_INPUT MATERIAL_:
┄┄┄┄┄┄┄┄┄┄┄┄┄┄┄┄┄┄┄┄
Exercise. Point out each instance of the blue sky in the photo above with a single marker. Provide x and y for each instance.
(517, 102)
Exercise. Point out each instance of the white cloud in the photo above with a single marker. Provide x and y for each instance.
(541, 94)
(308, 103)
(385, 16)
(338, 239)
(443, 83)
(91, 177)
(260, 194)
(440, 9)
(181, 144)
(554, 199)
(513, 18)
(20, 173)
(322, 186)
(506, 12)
┄┄┄┄┄┄┄┄┄┄┄┄┄┄┄┄┄┄┄┄
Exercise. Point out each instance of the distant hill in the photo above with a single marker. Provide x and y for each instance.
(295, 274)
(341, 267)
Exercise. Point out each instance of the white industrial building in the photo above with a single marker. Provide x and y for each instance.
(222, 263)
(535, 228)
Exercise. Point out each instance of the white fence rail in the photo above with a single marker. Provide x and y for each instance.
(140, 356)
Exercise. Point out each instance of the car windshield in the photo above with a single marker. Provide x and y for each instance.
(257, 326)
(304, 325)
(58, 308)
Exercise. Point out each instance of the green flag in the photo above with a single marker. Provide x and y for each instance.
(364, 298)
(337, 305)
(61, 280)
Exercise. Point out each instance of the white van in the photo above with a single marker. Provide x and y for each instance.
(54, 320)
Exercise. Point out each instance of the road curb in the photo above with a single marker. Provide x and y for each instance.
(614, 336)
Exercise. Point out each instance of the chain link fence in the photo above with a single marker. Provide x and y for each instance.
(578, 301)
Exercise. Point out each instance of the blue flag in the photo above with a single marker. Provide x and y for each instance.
┄┄┄┄┄┄┄┄┄┄┄┄┄┄┄┄┄┄┄┄
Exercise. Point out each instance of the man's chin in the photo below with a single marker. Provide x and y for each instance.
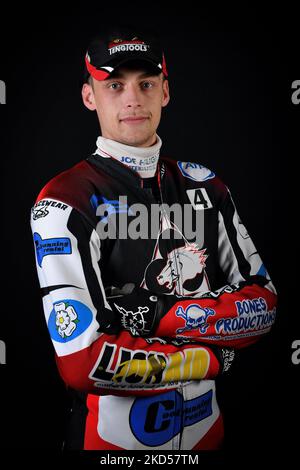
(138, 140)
┄┄┄┄┄┄┄┄┄┄┄┄┄┄┄┄┄┄┄┄
_YOUR OBJECTIVE_: Present the lines of the listing above, from the line with "Exercise. Point out each instance of the car" to the line with "Exercise. Point out each instance of the blue flag", as a Markdown table with the columns Row and Line, numbering each row and omitting blank lines.

_RESULT_:
| Row | Line |
|---|---|
| 1 | Exercise. Point out each instance of the car windshield in the photo above with a single marker. Provide x and y for each instance. |
| 2 | (257, 326) |
| 3 | (304, 325) |
| 4 | (58, 308) |
| 5 | Exercise. Point out each instance of the green flag in the photo above with a single marker. Provide x and y for each instance. |
| 6 | (364, 298) |
| 7 | (337, 305) |
| 8 | (61, 280) |
| 9 | Exercise. Point out each instance of the white van in the photo above with a single marker. Provide x and y for each instance. |
| 10 | (54, 320) |
| 11 | Exercise. Point out each instance of the road curb in the photo above with a single marker. Provide x and y for each instance. |
| 12 | (614, 336) |
| 13 | Exercise. Point out each instance of the chain link fence in the photo above with a single marker. Provide x and y for each instance. |
| 14 | (578, 301) |
| 15 | Exercise. Point out each instance of the blue flag in the photo above with a single marker. Provide x and y for each instance. |